§ **Kutipan Dokumen**
####
Perbandingan data sekuens masyarakat Tengger di Wonokitri dengan temuan rangka Kedaton menunjukkan 
adanya similaritas di antara keduanya. Similaritas itu 
terlihat pada beberapa sampel yaitu sampel KDT II dan V; 
TW V, VII, dan XIV. Sampel masyarakat Tengger yang 
menunjukkan similaritas kuat terlihat pada sampel TW XIV 
dengan kedua sampel Kedaton. Similaritas genetik di 
antara kedua jenis sampel ini didasarkan pada titik-titik 
mutasi atau haplotype. Titik mutasi yang menunjukkan 
similaritas di antara kedua sampel terlihat pada A87T dan 
-111A. Maka dimungkinkan masyarakat Majapahit di masa 
keruntuhannya bercampur dengan penduduk asli 
Pegunungan Tengger atau Walandit sehingga membentuk 
masyarakat Tengger seperti saat ini. 
Arkeologi maritim masa kini memanfaatkan ragam 
disiplin, termasuk arkeologi terestrial, antropologi, dan 
sejarah. Landasan interdisipliner itu menjawab kebutuhan 
untuk mendapatkan lebih banyak informasi dari sebuah 
situs yang terkait kemaritiman (Fontenoy, 1998; 
Muckelroy, 1998). Di sini arkeologi maritim dapat merujuk 
kepada suatu kajian tentang interaksi manusia dengan 
perairan, baik laut maupun darat melalui kajian arkeologis 
atas manifestasi budaya materialnya, antara lain sarana 
transportasi, fasilitas-fasilitas, kargo dan permukimannya, 
bahkan sisa-sisa biologis lingkungan dan manusianya 
(Mundardjito, 2007). Kajian arkeologi maritim kita masih 
miskin sekali untuk penelitian biologi manusianya, padahal 
tujuannya adalah upaya untuk mengungkap kehidupan 
manusia yang terkait dengan wilayah kemaritiman.
####
§ **Bahan yang Disediakan**
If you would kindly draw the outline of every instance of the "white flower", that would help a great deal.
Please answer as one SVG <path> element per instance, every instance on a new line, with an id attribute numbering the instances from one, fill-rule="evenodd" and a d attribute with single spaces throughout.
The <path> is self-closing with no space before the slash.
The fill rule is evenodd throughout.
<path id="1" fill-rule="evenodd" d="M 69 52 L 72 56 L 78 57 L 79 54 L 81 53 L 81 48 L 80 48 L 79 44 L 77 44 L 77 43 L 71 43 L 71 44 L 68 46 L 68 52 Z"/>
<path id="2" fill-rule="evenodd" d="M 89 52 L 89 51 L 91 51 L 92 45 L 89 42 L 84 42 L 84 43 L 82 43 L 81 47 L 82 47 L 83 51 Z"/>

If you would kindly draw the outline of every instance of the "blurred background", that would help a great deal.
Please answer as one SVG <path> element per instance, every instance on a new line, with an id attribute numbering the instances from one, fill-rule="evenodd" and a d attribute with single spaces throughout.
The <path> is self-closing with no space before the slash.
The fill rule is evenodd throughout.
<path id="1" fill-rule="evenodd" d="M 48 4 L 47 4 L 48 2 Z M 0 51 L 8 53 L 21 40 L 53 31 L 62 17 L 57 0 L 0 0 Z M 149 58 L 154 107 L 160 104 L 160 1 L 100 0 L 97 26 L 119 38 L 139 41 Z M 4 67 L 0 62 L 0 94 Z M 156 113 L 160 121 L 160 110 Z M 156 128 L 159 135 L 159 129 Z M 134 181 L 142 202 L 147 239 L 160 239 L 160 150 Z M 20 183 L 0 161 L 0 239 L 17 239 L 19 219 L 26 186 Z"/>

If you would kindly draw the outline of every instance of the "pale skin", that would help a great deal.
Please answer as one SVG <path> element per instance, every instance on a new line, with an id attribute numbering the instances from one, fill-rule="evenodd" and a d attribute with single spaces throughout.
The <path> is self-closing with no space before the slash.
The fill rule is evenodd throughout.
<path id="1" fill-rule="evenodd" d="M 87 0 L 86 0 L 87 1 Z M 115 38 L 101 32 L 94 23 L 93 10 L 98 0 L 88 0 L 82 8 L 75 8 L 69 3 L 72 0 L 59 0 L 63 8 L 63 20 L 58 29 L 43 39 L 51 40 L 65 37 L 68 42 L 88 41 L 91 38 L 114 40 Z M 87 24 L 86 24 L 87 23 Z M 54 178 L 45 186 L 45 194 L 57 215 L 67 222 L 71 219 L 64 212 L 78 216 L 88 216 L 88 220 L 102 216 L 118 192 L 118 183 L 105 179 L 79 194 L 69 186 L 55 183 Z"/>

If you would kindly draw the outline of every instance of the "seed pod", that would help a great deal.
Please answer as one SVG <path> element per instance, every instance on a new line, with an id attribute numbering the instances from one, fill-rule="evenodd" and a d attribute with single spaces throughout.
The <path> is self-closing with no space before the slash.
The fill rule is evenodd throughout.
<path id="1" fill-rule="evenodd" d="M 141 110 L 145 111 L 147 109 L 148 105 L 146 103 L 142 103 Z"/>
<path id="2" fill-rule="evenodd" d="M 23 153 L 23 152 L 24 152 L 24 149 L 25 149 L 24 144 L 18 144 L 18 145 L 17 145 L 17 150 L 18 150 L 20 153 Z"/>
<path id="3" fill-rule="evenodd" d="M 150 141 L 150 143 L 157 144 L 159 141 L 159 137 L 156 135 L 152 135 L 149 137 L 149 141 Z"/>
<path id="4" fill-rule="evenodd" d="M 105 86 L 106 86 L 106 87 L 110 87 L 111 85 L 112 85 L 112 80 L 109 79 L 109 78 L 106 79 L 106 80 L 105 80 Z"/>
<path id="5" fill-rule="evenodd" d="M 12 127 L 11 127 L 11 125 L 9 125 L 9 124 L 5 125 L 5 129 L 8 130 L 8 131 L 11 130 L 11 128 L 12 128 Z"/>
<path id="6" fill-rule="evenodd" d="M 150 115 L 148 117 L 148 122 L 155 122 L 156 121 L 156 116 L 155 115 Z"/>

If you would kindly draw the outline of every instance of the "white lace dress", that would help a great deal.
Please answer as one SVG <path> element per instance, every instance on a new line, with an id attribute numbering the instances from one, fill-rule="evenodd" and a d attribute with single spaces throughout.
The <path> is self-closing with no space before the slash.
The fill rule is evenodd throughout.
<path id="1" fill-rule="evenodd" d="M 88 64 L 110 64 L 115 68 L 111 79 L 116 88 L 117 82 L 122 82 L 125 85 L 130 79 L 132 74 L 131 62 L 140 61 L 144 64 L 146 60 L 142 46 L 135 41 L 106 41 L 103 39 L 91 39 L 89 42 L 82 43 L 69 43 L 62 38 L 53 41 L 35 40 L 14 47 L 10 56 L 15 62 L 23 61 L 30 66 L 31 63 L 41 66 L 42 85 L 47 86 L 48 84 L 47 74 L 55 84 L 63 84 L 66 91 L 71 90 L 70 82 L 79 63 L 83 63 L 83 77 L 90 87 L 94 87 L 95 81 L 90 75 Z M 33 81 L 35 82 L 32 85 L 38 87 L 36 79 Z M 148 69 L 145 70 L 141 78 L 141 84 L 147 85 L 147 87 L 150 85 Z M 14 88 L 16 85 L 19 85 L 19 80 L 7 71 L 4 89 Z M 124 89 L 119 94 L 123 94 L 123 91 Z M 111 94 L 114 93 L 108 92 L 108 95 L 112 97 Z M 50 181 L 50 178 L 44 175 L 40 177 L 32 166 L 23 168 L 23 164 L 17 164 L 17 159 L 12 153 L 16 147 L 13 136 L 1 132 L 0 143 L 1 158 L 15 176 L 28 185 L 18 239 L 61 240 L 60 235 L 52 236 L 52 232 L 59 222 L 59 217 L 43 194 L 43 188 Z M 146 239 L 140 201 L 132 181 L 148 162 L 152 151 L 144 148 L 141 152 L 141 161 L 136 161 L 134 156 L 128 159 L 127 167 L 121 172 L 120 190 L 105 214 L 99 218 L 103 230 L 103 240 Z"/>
####
§ **Tugas yang Dikerjakan**
A. Jawab pertanyaan berikut berdasarkan kutipan dokumen:
(i) Sampel masyarakat Tengger manakah yang menunjukkan similaritas kuat dengan kedua sampel Kedaton?
(ii) Pada titik mutasi apa saja similaritas di antara kedua jenis sampel terlihat?
(iii) Disiplin apa saja yang dimanfaatkan arkeologi maritim masa kini?
B. Salin bagian kutipan dokumen mulai dari "Perbandingan data sekuens" dan terus sampai "seperti saat ini.".
Bahan tersebut tidak berkaitan dengan kutipan dokumen.

§ **Kunci Jawaban**
A.
(i) Sampel TW XIV.
(ii) A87T dan -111A.
(iii) Arkeologi terestrial, antropologi, dan sejarah.

B.
Perbandingan data sekuens masyarakat Tengger di Wonokitri dengan temuan rangka Kedaton menunjukkan 
adanya similaritas di antara keduanya. Similaritas itu 
terlihat pada beberapa sampel yaitu sampel KDT II dan V; 
TW V, VII, dan XIV. Sampel masyarakat Tengger yang 
menunjukkan similaritas kuat terlihat pada sampel TW XIV 
dengan kedua sampel Kedaton. Similaritas genetik di 
antara kedua jenis sampel ini didasarkan pada titik-titik 
mutasi atau haplotype. Titik mutasi yang menunjukkan 
similaritas di antara kedua sampel terlihat pada A87T dan 
-111A. Maka dimungkinkan masyarakat Majapahit di masa 
keruntuhannya bercampur dengan penduduk asli 
Pegunungan Tengger atau Walandit sehingga membentuk 
masyarakat Tengger seperti saat ini.